(Dataset excerpt)
>> start

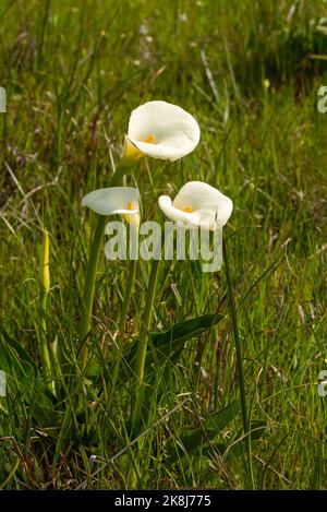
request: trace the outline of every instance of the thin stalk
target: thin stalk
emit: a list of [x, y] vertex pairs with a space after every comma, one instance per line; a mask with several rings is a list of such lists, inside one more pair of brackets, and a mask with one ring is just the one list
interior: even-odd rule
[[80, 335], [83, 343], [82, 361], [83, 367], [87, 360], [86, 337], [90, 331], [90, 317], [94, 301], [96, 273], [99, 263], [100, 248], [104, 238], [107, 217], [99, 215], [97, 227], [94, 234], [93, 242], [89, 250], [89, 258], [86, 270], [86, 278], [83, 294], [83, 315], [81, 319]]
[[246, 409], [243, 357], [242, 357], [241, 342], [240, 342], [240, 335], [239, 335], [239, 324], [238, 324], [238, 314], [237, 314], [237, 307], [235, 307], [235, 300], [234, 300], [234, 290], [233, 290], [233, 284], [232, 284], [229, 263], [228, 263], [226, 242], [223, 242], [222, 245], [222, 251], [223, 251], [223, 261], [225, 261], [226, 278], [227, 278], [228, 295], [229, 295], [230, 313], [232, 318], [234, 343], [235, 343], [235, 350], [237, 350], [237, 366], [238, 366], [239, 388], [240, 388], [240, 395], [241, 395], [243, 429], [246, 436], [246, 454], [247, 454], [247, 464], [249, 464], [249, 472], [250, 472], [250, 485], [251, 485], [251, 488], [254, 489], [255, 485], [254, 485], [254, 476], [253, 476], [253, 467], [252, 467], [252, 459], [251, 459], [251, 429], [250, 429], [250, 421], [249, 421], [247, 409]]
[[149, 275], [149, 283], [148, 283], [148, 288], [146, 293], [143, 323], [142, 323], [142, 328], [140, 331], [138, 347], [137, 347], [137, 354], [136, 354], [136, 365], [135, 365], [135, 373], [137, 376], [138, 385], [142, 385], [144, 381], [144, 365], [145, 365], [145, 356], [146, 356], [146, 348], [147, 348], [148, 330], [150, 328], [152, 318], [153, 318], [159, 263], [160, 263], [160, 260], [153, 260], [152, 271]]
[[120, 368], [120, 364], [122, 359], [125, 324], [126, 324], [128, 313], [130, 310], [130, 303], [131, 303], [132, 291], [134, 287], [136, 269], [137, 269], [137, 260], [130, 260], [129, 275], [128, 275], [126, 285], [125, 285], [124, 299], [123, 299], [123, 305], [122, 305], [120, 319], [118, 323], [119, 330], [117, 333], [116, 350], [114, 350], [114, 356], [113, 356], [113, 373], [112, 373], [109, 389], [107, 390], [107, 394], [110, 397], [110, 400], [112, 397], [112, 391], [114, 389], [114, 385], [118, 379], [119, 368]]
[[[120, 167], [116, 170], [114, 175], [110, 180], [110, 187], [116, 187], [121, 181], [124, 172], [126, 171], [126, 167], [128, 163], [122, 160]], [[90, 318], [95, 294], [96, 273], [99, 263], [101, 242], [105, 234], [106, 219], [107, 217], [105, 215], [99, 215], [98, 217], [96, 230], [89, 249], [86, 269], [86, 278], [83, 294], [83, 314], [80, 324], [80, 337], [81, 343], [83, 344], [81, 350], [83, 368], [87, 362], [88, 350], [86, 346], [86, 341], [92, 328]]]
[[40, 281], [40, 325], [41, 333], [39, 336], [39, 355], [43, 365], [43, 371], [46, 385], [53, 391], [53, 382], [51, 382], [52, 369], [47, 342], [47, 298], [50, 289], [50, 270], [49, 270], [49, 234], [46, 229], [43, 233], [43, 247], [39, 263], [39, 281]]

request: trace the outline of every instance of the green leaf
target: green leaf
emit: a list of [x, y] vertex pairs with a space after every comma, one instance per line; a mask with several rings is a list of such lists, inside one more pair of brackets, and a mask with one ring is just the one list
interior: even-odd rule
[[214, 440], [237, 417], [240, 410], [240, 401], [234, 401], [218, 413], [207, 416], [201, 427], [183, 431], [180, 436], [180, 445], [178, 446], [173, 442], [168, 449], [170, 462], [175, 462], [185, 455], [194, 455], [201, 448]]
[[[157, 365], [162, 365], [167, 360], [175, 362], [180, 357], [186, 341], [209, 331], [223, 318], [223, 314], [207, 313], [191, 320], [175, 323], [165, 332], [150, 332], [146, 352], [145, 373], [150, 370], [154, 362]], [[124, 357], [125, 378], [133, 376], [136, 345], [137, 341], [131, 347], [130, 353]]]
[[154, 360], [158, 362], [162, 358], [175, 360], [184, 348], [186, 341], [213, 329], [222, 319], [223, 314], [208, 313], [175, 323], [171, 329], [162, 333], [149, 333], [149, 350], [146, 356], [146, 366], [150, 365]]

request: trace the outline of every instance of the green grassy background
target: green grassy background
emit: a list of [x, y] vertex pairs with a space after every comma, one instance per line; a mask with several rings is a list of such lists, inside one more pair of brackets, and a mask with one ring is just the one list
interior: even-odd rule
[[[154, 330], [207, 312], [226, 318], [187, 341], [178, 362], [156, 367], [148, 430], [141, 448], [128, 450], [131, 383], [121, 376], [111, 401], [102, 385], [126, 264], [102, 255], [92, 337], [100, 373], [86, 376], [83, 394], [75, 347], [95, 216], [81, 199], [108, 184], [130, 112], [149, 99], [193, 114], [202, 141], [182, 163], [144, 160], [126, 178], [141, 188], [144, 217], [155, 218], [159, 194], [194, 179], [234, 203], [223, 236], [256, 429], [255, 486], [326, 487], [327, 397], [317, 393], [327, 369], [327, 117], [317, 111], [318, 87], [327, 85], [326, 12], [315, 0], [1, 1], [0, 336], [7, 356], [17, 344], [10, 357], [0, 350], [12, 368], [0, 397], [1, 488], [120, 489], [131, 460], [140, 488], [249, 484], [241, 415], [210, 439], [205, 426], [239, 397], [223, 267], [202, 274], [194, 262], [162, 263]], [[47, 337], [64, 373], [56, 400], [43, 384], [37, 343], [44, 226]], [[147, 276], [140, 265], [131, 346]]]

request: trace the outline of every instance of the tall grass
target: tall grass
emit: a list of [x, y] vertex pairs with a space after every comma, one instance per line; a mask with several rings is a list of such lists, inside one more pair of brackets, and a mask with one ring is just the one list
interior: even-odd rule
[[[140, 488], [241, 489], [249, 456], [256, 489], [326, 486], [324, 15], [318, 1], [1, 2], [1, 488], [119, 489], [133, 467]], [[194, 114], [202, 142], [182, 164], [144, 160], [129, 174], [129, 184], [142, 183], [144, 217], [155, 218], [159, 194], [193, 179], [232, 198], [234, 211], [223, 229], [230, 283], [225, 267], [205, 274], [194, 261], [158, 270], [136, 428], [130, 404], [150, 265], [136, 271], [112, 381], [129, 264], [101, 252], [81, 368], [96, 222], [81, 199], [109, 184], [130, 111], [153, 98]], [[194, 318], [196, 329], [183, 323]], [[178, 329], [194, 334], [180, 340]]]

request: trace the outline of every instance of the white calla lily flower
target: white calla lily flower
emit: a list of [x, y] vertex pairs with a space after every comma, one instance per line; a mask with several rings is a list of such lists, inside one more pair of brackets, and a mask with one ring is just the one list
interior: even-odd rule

>> end
>> start

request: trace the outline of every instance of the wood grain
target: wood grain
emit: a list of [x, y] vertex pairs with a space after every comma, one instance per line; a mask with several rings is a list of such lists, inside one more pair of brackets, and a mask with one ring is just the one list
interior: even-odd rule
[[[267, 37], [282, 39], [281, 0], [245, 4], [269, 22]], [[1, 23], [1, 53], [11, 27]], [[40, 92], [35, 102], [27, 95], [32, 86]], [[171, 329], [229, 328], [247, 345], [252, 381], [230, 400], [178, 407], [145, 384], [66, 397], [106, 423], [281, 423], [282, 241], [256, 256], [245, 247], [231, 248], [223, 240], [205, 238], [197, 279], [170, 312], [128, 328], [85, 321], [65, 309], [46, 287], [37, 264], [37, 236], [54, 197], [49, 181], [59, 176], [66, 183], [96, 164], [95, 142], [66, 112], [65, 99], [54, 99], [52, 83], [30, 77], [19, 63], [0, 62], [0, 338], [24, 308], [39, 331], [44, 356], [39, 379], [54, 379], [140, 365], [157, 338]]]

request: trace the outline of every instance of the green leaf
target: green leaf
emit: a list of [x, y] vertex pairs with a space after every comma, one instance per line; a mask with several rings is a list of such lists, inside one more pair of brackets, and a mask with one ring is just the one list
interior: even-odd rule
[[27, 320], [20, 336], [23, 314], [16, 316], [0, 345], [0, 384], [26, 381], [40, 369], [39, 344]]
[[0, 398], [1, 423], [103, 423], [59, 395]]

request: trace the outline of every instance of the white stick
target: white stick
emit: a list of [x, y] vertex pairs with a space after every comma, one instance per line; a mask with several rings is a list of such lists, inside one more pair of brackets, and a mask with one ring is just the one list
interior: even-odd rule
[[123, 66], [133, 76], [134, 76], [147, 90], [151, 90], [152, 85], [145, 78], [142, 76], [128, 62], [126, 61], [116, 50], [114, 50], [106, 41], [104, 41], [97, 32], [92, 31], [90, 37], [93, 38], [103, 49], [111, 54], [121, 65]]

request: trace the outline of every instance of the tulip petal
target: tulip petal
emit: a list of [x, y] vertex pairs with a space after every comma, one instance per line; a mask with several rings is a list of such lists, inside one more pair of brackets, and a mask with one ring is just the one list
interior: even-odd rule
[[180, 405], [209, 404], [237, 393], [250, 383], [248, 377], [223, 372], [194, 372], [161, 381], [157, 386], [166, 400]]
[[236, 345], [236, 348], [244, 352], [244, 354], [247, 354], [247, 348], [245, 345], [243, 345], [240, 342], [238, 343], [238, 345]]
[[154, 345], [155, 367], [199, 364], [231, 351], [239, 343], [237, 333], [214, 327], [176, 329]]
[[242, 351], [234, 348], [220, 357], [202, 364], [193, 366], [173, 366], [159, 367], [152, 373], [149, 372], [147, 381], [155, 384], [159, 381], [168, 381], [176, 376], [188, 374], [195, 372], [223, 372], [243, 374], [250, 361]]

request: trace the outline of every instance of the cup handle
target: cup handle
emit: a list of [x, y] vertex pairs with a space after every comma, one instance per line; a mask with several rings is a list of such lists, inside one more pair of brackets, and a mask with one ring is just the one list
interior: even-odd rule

>> end

Find and copy every line in the records that contains the word "stick".

request: trace the outline of every instance of the white stick
target: white stick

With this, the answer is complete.